→ Materials provided
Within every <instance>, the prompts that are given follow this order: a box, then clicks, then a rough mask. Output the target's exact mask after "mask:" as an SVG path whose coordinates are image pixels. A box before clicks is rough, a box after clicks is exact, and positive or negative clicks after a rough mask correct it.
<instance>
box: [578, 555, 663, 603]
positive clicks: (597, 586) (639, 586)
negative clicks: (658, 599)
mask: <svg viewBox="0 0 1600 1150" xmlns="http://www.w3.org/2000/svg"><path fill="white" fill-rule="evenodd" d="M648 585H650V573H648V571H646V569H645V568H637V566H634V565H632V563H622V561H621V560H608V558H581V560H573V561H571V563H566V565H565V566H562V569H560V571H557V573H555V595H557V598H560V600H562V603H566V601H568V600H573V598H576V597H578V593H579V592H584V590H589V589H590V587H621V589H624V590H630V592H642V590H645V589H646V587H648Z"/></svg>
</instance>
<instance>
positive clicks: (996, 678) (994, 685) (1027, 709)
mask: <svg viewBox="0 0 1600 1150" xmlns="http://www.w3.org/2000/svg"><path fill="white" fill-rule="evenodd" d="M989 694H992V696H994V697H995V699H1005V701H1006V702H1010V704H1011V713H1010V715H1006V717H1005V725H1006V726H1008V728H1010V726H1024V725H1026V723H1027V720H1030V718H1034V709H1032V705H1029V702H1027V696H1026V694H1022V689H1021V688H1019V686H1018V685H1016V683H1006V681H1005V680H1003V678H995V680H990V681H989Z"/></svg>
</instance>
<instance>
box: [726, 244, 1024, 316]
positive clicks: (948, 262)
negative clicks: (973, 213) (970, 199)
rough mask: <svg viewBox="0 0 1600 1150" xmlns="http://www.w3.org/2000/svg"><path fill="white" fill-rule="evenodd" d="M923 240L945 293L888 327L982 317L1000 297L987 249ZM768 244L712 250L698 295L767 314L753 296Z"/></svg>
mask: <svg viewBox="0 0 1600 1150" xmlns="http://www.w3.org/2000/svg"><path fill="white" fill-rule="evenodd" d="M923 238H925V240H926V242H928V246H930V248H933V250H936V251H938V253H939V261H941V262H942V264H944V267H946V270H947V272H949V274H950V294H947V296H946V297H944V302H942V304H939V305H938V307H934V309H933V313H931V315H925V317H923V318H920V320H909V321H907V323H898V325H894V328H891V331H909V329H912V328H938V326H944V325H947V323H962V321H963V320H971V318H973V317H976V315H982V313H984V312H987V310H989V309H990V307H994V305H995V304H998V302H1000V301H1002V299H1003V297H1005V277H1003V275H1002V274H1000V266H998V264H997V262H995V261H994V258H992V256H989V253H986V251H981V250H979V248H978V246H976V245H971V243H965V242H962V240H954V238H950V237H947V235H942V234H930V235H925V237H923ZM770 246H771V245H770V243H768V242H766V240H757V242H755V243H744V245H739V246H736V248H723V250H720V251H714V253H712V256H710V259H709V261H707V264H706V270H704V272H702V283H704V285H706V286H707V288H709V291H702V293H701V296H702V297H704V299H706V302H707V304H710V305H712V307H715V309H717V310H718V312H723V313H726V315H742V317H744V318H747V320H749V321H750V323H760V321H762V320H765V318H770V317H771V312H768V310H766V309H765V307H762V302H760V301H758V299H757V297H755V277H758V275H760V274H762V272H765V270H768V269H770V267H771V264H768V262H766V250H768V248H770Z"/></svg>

→ What the task asks
Show each line of the data above that contains the string "positive". Treat uppercase and lowercase as different.

→ Task result
Within every <instance>, the prompts that are given follow this order: a box, then clicks, then a rough mask. Output the target's exact mask after "mask:" as an SVG path whose coordinates are image pixels. A box before clicks is rough, a box after clicks is exact, and positive or negative clicks after a rough mask correct it.
positive clicks: (597, 586) (639, 586)
positive clicks: (996, 678) (994, 685) (1027, 709)
positive clicks: (948, 262)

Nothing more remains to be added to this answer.